[Point localization data]
☆ ☆ ☆ ☆ ☆ ☆ ☆

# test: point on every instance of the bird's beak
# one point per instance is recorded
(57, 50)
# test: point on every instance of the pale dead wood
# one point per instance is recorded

☆ ☆ ☆ ☆ ☆ ☆ ☆

**Exercise**.
Once more, write all of the records exactly as given.

**Exercise answer**.
# test: point on every instance of the bird's beak
# one point per instance is recorded
(57, 50)
# test: point on every instance of the pale dead wood
# one point per instance is recorded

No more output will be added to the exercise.